Pointing dataset records
= = = =
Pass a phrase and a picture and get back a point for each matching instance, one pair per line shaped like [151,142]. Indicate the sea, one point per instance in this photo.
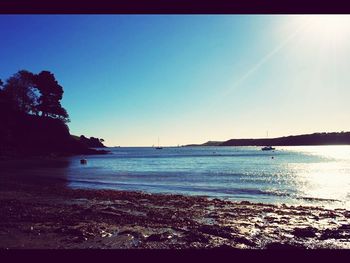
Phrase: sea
[294,175]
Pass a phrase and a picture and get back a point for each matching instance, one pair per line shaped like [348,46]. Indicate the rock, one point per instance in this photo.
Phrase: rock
[216,230]
[276,245]
[194,236]
[160,237]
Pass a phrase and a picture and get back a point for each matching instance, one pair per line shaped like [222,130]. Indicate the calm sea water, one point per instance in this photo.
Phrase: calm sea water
[309,175]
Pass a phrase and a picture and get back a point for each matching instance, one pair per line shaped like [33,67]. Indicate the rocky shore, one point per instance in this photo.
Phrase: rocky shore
[54,216]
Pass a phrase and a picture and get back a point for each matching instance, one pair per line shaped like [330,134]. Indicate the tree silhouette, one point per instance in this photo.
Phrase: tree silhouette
[21,92]
[51,94]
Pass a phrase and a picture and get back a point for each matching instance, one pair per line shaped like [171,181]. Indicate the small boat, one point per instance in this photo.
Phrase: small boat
[267,148]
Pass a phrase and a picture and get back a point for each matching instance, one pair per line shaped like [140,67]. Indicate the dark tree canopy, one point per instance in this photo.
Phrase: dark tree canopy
[33,121]
[51,94]
[21,92]
[29,93]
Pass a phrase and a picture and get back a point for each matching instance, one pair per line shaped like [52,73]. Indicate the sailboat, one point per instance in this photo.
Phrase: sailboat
[158,147]
[267,148]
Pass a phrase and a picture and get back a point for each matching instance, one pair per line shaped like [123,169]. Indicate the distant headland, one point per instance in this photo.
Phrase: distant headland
[330,138]
[33,121]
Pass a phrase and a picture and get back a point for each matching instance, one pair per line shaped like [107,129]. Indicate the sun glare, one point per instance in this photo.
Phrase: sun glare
[327,28]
= = = =
### Exercise aim
Reproduce all of the material above line for line without changing anything, but leave out the pictures.

### Exercise solution
Pass a phrase and a picture and get back a point for each matching instance, one pair per line shaped like [151,142]. Indicate the sea, one point per instance in this photo.
Phrase: sea
[294,175]
Pass a phrase and a picture and get back a point for each matching instance, one pair per line shaped like [348,46]. Indicate the rock, one point per instance in this photo.
Phrase: rock
[216,230]
[276,245]
[194,236]
[160,237]
Pass a phrase and a picture and get back a point for each matching instance, one pair per line shaped like [222,130]. Indicate the calm sea water, one point per instance in this photo.
Phrase: calm sea water
[309,175]
Pass a phrase and a picture and get back a point for each matching instance, one pair per line shaped like [33,67]. Indicate the rocky shore, one point per instance in this photo.
Phrase: rocky shore
[54,216]
Pass a phrase and a picture and get back a point for each matching instance, one pair per line shaped like [330,134]. Indicate the tree silhouette, one point per instance in this photo.
Phrase: tree silhouette
[21,92]
[51,94]
Pass a phrase and a picture and get back a point for each matching instance, one pair per line shaped like [171,181]. Indicate the small boat, one point per instance in this photo.
Phrase: small boat
[267,148]
Pass a phrase and a picture and get back a point for each matching instance, one pair per line shaped like [140,67]. Indicate the dark tree canopy, one point per instance in this photo.
Phrase: dark tree canopy
[33,121]
[51,94]
[21,92]
[29,93]
Pass a phrase and a picture and get back a point for each matching instance, one pair per line shaped like [52,73]. Indicate the sailboat, one point per instance in this photo.
Phrase: sailboat
[158,147]
[267,148]
Pass a phrase and a picture and get back a point for each matching instance, one pair per line shaped like [123,169]. Indicate the distant headland, one point per instance in this photo.
Phrase: distant headland
[330,138]
[33,121]
Pass a phrase and a picture and get back a point for each matching instance, one pair per line shaped like [107,129]. Indicate the sun glare, one point per instance in this photo.
Phrase: sun glare
[327,28]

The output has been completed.